Three numbers frame the European textile collection problem:

  • ~15%: the share of household textile waste that is separately collected today (EEA, 2022)
  • +0.7 percentage points per year: the rate at which the capture rate is improving
  • 2071 and 2113: the years the trajectory hits the 2030 base case (50%) and upside case (80%) ambitions, at the current rate of improvement

The trajectory is moving in the right direction, but not at a rate that closes the gap on the timeline policy and recycling capacity require. We published a white paper setting out the case for retail take-back as the channel that does close it. The reason the existing trajectory is what it is, is that the existing collection system is built around a behaviour pattern most consumers do not perform. Communal infrastructure asks for a batch trip; most of the volume the system has not reached is sitting in cupboards and bags-by-the-door, eventually destined for the household bin or a guilt-purge to charity. Retail take-back, designed properly, replaces the batch ask with a drip ask. One item at a time, on a trip the customer is already making, in known condition, identified at the counter.

The full white paper assembles the peer-reviewed evidence, the EU policy data, the recycling industry analysis, and our pilot findings. This article is the introduction.

──────────

Exercise objective
Pick up the article on European textile collection and retail take-back after its final sentence and keep writing it in the same style.

Data
──────────

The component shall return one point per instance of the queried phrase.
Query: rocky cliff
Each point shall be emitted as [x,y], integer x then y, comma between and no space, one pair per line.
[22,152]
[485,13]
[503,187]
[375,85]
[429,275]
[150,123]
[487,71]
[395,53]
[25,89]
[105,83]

──────────

The answer
The cohort the existing system was designed for

EU residents generate 16 kg of textile waste per person per year. Approximately 4.4 kg is collected separately. The remaining 11.6 kg ends up in mixed household waste, which is operationally unrecoverable for reuse or recycling. The current European capture rate, on the EEA's own measurement, is just under 15%. The cohort whose volume ends up in the bin is, by definition, the cohort that is not driven by prosocial motivation to seek out a charity bin or a municipal collection point. The architecture of the existing system reaches the consumers who already want to be reached.

Schematic · Illustrative
Where the existing system reaches, and where the gap sits
A conceptual reading of consumer disposition toward textile collection. Not based on a measured population distribution; included to frame the structural argument.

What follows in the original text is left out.